PROBLEM: Substitute "Find" for every occurrence of "Locate" in the rows below, and reproduce each row with nothing else altered.

** Start **

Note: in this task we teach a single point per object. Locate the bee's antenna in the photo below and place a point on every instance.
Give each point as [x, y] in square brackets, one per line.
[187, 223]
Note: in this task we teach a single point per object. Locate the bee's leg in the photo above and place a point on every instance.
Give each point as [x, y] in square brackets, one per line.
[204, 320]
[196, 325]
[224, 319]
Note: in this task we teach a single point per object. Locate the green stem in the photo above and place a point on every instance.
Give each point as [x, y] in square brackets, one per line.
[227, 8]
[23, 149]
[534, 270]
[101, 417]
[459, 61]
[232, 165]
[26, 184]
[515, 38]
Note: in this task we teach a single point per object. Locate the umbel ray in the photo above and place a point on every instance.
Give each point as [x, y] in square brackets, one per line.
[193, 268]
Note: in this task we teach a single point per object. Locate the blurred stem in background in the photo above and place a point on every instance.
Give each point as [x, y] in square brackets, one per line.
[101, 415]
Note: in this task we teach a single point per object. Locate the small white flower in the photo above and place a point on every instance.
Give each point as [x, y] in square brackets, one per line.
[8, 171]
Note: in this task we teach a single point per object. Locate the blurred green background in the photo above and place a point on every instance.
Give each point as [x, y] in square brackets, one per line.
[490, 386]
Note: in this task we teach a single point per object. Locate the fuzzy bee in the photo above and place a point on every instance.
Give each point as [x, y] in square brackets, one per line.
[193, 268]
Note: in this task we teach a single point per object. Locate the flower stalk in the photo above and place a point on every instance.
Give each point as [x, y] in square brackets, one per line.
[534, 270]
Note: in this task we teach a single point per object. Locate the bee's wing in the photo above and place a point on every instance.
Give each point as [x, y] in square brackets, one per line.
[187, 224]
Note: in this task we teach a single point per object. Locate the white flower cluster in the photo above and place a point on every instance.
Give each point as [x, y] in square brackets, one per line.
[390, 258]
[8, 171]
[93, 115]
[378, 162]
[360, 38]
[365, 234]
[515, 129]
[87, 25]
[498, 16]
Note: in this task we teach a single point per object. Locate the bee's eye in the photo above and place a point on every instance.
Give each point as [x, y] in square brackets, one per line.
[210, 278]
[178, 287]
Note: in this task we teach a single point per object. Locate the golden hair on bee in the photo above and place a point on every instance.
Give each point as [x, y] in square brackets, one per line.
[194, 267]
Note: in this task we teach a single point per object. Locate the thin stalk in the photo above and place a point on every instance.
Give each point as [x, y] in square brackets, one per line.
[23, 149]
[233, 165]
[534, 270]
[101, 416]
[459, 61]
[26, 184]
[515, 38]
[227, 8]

** End **

RESULT OF THIS EXERCISE:
Note: in this task we teach a single point per object. Find the bee's antenna in the photo below and place a point on every instance.
Give each point as [x, y] in square brackets, one per line.
[187, 223]
Note: in this task we teach a single point per object. Find the bee's leg in the photo above and place a point on every instance.
Give each point as [x, y] in square brackets, one per line.
[204, 320]
[196, 325]
[224, 319]
Note: in this task we teach a single point per object. Find the green stem in the photo above and place a point on every instance.
Give each point as [x, y] in square brackets, one per line.
[227, 8]
[23, 149]
[534, 270]
[101, 417]
[459, 61]
[232, 165]
[26, 184]
[515, 38]
Note: in this task we teach a single point per object. Find the umbel ray in the photo above and place a point on every instance.
Give each point as [x, y] in square brackets, one per line.
[193, 268]
Note: in this task we teach a single point per object. Find the blurred stem in background in the photo above and place a point on every instance.
Give each point as [x, y] in square brackets, one per line.
[101, 415]
Note: in this task we teach a single point per object. Find the small white flower in the photo above and place a point on every instance.
Give each point as [x, y] in square brackets, one per line.
[8, 171]
Note: in this task we teach a single point per object. Find the blurred green background in the photo above and place a point on every instance.
Give each point as [x, y] in square brackets, one per line.
[490, 386]
Note: in this task we teach a single point per object. Find the fuzzy bee in the photo above and place a point on every instance.
Give each point as [x, y] in square brackets, one per line.
[193, 268]
Note: in this task we teach a single point per object. Find the flower stalk in the photo above and place a point on every instance.
Give each point as [x, y] in square brackets, one per line.
[534, 270]
Note: in this task we teach a single point per object. Find the bee's wing in the photo above and place a point on every instance.
Give each point as [x, y] in square brackets, one per line.
[187, 224]
Note: in this task we teach a single point per object. Find the white flower cluster in the photo above and place a point on every instance.
Give each point as [x, y] in square brackets, one per line.
[390, 258]
[8, 171]
[93, 115]
[378, 162]
[360, 38]
[365, 234]
[515, 129]
[87, 25]
[498, 16]
Note: in this task we teach a single point per object. Find the bee's eye in the photo above and place a point on every instance.
Give each point as [x, y] in square brackets, one per line.
[210, 278]
[178, 287]
Note: in this task we teach a single point per object. Find the golden hair on bee in the photo above and place a point on every instance.
Give each point as [x, y] in square brackets, one per line.
[194, 267]
Note: in this task we teach a single point per object. Find the thin stalk in the photo above and place a point on every instance.
Give each point as [x, y] in square brackets, one per line.
[23, 149]
[233, 165]
[534, 270]
[101, 416]
[459, 61]
[26, 184]
[515, 38]
[227, 8]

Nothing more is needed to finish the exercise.